### GIVEN RECORDS
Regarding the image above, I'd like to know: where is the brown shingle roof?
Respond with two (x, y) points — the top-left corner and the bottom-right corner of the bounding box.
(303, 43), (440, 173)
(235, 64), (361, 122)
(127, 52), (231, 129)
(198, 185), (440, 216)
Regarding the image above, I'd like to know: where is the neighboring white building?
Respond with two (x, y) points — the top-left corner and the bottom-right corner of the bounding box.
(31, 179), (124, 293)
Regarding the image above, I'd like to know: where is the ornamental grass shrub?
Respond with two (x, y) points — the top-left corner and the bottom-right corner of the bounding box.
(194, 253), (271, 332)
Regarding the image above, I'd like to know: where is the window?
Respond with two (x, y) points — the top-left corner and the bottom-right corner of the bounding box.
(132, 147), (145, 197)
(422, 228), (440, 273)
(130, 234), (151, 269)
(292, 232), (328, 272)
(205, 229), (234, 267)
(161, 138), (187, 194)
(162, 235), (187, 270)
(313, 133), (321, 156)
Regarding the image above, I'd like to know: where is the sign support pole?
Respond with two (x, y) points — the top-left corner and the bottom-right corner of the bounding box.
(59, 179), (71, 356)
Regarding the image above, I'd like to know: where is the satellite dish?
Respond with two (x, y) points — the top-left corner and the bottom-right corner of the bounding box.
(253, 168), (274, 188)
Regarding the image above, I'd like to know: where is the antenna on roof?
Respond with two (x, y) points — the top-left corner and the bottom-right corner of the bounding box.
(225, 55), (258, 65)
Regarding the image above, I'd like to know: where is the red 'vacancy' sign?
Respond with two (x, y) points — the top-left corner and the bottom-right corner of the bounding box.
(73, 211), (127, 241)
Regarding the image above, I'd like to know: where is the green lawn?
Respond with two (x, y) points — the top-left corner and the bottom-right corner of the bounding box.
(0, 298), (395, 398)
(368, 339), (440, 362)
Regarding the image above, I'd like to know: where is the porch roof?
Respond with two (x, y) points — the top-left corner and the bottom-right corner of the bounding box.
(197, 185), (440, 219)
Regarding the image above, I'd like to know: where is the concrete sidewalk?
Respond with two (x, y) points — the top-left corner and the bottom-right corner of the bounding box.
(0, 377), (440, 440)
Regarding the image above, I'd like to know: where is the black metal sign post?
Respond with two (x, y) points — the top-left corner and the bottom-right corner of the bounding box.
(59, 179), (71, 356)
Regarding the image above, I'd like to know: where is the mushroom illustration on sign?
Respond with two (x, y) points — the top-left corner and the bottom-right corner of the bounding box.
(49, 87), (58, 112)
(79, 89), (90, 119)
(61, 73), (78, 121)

### AIM OF THE EXERCISE
Change every "bounding box" in the lines above to "rectangle" and leave the rest unchanged.

### THE SOLUTION
Regarding the image above, I'd like to know: where is the brown shingle roof?
Respond with two (x, y) points — the top-left corner and the bottom-right corner of the rectangle.
(303, 43), (440, 173)
(235, 64), (361, 122)
(127, 52), (231, 129)
(198, 185), (440, 216)
Regarding the image above, I'd like to know: where is the neighboring white building?
Respond with two (x, y) points — the top-left corner and the bottom-right corner of the rectangle.
(31, 179), (124, 293)
Regarding the image above, I'd like to know: where is the ornamental grass shrub?
Respond with two (x, y) points — the top-left corner and the bottom-right corner of the rectangle.
(194, 253), (271, 332)
Regarding the image above, I'd like to know: where is the window?
Respond with two (x, y) points — the top-left corner and the bottom-right corner of the rectangle.
(132, 147), (145, 197)
(422, 228), (440, 273)
(130, 234), (151, 269)
(292, 232), (328, 272)
(205, 229), (234, 267)
(161, 138), (187, 194)
(162, 235), (187, 270)
(313, 133), (321, 156)
Regarding the image above, I'd like to know: where is the sign support pole?
Respond with two (x, y) points — the top-left corner and the bottom-right corner of the rectangle.
(59, 179), (71, 356)
Regarding the image above, I'd like to know: where is the satellite dish?
Respond with two (x, y) points — the top-left corner and the bottom-right corner of the rectangle.
(253, 168), (274, 188)
Regarding the image above, I'd like to know: where is the antenna on roof?
Respond with two (x, y) points — the top-left corner and the bottom-right corner of the rectangle.
(225, 55), (258, 65)
Regarding the image above, I'd like to know: where is the red 'vacancy' sign?
Respond with two (x, y) points — the top-left corner and the bottom-right corner of the rectangle.
(73, 211), (127, 241)
Regarding the image above, I'd like to know: where is the green lawn?
Respond with two (x, y) points — the top-left corner and the bottom-right corner of the rectangle.
(0, 298), (395, 398)
(368, 339), (440, 362)
Regarding the image above, I'd like to know: where is the porch roof?
Respond with two (x, y) points — the top-left corner and the bottom-right corner of the rectangle.
(197, 185), (440, 219)
Regarding the image above, I'd like to know: where is the concrete sidewalk?
Respond with two (x, y) points — the top-left corner and the bottom-right corner of the rectangle.
(0, 377), (440, 440)
Regarding the image above, I'd like to know: where is the black metal sign post?
Respond with two (x, y) points — the top-left corner and the bottom-right corner of the rectangle.
(59, 179), (71, 356)
Regarding the image above, I'd like to know: where is the mushroom illustration on sign?
Respond with two (x, y) points — the top-left corner and the bottom-right corner of the rectangle.
(49, 87), (58, 112)
(79, 89), (90, 119)
(61, 73), (78, 121)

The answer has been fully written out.